* _PAGE EXCERPT_:
::::
Fernando Martinez, an El Paso native who served in the Army from 2003 to 2010, says he and other veterans frequently opt to use the post-9/11 G.I. Bill education benefit, even though it’s not always the best option. Martinez says he made a selection without considering all of the details and implications. “I got bamboozled,” admits Martinez, a former car salesman. “The challenge is to get the right information. There should be more veteran advisers and a counselor for veterans.”

Arvis C. Jones, director of student leadership and campus life on EPCC’s Valle Verde campus, agrees that there is a need for more advisers. “When there is not enough staff or time to spend with the individual, it’s difficult to impart the information to them so that they have a full understanding of their options,” she says.
Delays in disbursing benefit checks issued by the VA are another source of friction. Failure to pay tuition on time can mean student veterans are dropped from classes. VA’s bureaucratic missteps put “schools in an adversarial relationship with the veterans,” says Terra Benson, director of admissions and registrar at Pima County Community College in Tucson.
From bombs to books
Martin Fennelly, 28, enlisted in the Army in 2004 and learned to dispose of bombs. Detonating ordnance, even from a distance of 100 yards, often means that “you get the crap knocked out of you,” says Fennelly, who stopped counting the number of disposals after 100. Doing his job resulted in a traumatic brain injury, hearing loss in one ear, vertigo, tinnitus, dizziness, migraine headaches and short-term memory loss.
::::
According to the page excerpt on student veterans, what injuries did Martin Fennelly sustain from disposing of bombs? The dataset entries come from a separate source unrelated to the page excerpt.

Dataset entries
::::
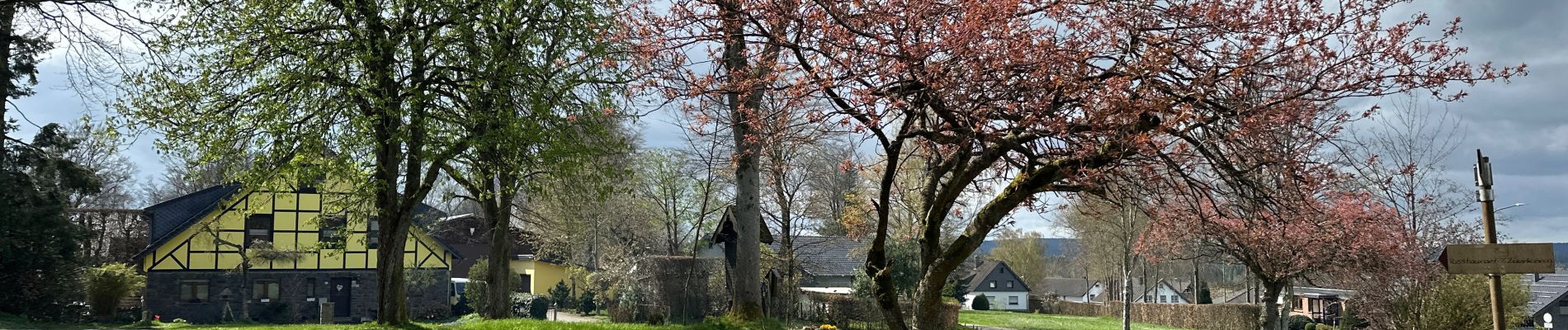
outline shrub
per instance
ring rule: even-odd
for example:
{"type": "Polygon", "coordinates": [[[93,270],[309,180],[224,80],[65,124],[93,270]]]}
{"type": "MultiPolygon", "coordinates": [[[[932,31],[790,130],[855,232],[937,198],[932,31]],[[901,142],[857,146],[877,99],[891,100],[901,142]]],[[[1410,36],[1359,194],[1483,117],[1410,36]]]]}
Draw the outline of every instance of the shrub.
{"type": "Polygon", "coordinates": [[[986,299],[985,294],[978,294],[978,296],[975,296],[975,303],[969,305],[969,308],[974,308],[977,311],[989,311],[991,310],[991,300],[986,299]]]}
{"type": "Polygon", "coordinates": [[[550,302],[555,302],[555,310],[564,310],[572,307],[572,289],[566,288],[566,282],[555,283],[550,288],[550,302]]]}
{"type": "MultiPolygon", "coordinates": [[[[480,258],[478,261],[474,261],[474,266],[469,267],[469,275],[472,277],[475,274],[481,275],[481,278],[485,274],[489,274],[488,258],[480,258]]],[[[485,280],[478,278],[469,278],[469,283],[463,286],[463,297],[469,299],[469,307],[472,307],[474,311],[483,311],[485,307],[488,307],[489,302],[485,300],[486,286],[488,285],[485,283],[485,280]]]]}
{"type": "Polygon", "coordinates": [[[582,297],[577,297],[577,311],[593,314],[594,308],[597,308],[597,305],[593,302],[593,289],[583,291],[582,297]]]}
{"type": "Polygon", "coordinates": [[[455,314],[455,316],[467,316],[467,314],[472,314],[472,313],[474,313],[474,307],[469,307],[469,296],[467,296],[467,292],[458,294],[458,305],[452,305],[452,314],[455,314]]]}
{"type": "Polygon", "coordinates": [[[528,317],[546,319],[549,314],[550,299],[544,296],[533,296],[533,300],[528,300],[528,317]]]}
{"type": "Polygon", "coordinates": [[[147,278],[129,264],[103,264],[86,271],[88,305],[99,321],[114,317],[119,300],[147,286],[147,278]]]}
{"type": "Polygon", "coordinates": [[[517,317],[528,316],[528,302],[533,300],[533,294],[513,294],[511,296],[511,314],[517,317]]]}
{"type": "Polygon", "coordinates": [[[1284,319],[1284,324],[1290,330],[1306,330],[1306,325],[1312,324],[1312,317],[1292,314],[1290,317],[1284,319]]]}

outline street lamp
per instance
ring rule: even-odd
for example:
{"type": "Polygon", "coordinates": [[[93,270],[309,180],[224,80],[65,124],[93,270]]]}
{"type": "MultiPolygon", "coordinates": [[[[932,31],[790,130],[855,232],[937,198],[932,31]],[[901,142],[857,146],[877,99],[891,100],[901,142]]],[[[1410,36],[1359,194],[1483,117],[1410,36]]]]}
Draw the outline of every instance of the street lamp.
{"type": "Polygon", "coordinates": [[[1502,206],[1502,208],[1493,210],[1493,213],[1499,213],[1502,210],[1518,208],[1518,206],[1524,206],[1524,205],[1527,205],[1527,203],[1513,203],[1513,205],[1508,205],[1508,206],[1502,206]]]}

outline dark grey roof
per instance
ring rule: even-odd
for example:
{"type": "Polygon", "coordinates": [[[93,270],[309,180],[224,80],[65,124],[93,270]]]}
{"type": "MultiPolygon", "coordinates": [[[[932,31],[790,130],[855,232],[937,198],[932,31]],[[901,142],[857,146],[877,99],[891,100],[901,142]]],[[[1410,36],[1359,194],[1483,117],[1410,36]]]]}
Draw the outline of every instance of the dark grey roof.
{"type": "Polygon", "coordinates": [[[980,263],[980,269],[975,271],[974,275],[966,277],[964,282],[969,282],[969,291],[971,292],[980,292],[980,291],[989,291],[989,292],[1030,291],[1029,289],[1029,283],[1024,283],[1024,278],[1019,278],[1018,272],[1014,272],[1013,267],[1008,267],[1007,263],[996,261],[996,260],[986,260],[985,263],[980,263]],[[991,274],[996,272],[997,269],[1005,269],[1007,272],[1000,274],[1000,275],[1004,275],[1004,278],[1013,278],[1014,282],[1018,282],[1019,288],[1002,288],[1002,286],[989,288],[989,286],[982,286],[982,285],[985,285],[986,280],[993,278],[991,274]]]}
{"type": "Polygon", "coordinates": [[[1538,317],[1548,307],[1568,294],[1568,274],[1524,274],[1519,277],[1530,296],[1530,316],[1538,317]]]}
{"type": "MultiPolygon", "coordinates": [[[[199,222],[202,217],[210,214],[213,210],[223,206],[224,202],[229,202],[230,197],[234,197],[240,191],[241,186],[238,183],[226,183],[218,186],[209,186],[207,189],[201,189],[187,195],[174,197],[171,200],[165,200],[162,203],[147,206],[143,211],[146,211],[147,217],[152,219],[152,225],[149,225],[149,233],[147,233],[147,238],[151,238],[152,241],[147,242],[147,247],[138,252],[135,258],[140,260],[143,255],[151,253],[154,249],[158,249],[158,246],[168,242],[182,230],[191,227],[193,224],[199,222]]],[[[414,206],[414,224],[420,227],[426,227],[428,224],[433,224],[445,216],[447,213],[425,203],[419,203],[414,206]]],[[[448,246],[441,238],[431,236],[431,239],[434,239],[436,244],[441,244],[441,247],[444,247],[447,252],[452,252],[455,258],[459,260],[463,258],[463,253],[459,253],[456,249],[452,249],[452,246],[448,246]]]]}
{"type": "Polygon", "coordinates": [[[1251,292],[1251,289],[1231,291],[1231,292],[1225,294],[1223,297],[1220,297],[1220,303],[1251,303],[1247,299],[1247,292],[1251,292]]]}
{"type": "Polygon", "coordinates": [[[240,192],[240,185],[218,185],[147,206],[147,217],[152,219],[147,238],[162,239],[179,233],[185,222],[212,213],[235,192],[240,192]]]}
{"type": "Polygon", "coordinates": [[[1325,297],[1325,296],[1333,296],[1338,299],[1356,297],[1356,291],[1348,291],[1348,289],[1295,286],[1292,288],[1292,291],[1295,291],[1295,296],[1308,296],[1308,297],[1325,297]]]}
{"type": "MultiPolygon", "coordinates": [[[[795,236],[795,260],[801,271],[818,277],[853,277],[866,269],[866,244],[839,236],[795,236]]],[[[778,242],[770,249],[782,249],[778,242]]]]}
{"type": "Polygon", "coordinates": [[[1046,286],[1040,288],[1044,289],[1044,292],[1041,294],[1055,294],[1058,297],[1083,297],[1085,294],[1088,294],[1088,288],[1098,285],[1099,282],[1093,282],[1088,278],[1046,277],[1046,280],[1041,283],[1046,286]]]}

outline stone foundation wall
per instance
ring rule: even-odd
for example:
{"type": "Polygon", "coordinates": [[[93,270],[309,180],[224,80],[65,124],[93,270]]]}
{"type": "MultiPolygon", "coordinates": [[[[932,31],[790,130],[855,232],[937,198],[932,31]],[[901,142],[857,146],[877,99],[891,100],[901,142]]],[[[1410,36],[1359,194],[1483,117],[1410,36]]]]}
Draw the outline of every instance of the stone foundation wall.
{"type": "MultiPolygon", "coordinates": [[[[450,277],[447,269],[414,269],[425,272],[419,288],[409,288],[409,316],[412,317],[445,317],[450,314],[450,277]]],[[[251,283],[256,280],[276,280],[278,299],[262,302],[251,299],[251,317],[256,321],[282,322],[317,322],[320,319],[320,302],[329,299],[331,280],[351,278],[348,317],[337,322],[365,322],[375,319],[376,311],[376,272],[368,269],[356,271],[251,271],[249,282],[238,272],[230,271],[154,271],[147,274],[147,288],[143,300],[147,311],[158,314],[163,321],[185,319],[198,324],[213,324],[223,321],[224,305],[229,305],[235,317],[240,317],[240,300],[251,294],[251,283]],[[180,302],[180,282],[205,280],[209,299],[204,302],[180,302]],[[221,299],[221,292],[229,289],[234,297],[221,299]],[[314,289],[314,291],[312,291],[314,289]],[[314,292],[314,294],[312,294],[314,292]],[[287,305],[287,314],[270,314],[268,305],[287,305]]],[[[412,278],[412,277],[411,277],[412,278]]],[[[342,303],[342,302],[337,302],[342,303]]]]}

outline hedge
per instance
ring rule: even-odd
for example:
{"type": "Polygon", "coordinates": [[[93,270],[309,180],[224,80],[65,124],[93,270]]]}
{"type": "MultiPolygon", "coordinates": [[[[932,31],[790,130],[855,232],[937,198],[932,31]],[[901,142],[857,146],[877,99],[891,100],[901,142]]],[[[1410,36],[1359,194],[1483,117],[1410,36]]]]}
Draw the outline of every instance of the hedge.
::::
* _RESPONSE TO THE EXERCISE_:
A traumatic brain injury, hearing loss in one ear, vertigo, tinnitus, dizziness, migraine headaches and short-term memory loss.